What the task requires: Please print each entry below exactly as it reads.

Data records:
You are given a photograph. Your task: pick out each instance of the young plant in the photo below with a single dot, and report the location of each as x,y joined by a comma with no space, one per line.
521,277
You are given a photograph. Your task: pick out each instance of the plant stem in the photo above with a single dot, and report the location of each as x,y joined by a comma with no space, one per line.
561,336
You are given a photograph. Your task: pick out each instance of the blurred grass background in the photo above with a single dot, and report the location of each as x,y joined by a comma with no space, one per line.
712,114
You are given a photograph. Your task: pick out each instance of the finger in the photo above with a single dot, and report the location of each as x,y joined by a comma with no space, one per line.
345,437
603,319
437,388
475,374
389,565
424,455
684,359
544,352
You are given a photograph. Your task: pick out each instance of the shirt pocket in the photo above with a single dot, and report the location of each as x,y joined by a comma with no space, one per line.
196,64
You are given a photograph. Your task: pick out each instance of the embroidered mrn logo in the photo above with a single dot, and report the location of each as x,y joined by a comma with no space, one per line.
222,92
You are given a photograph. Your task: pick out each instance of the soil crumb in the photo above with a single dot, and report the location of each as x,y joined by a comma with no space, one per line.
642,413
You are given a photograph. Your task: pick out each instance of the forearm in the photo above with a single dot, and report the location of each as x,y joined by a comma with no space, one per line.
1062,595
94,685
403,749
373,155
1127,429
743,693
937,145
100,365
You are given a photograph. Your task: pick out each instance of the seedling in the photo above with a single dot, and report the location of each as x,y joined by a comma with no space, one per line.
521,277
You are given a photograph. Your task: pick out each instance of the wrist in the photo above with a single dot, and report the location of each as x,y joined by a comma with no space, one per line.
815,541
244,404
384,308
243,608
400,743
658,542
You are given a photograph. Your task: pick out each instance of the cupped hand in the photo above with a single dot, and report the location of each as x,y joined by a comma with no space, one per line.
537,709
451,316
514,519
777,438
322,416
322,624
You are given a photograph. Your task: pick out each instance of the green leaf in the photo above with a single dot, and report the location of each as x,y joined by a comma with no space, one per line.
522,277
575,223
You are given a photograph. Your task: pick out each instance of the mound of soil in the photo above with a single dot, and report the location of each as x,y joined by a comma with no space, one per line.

Your response:
You are given a photograph. Your task: pick out each instance of the young plant in the photo below with a single dot, and report the location of each as x,y joined by a comma with no space, one per line.
521,277
You are given a photograph. Your task: pick out each instance of the plant stem in the photo above with a single dot, and report the location of each as x,y joined by a comma with no space, one per line.
561,336
You are given a photograph. Your task: pick out each instance of the blurred grass background in the photo above with a single dot, and report the location of each as x,y joined by a comma with no space, one per line.
712,114
You are given a photograph. Your task: pick out each instance of the finger in the photo above with a single dot, and report the location of each as x,y joined by a comma with no space, one per line.
345,437
603,319
437,388
475,374
389,565
424,455
684,359
544,352
You are given a photograph. Your task: pick out each instance of the shirt pocket in the photo above with a single dot, and report the location of each as x,y joined by a comma with no space, one per line.
196,64
You are given a photograph. Your task: pick out each instance of the embroidered mrn logo in the photo above with a single dot, and report the location of each as x,y joined by a comma with no space, one per line.
222,92
You are given a photograph. Your task: pick out each instance of the soil crumb in the photo above with a single dot, and report the location of each as x,y joined by a comma with no space, one per line.
642,413
You are given a photograph. Your task: pick out each instance of the forearm in the photo above with a single dot, and report the location of each as x,y joined by a comma with no space, one per line.
1062,595
94,685
403,749
373,155
1127,429
743,693
937,145
100,365
You are given a photograph. Your task: pick out each instance of the seedling in the photo above with a single dot, and report the location of each as x,y joined by a comma with no space, one per line.
521,277
You are given a photograph. Your task: pick out each instance of the wrist in the photo above with a single dot, and report the location of each as x,y joined by a comma with no space, one per line.
815,541
244,404
384,308
243,608
400,743
658,542
You are given a photograph. Your task: pick out each instance of the cupped hand in the photo above with a single dot, and report the location of each as x,y joined by a comma with no space, one per line.
537,709
451,316
514,519
777,438
322,416
322,624
You are given a photograph. Your task: pick out each instance of the green leaf in the photo above with a single dot, and report the location of each as x,y joined by a comma with no space, one per line.
522,277
575,223
You are given a photograph. Your task: pick out each instance of the mound of soil in the photo above with a single dot, and report the location of each as x,y joined by a comma with no space, one per line.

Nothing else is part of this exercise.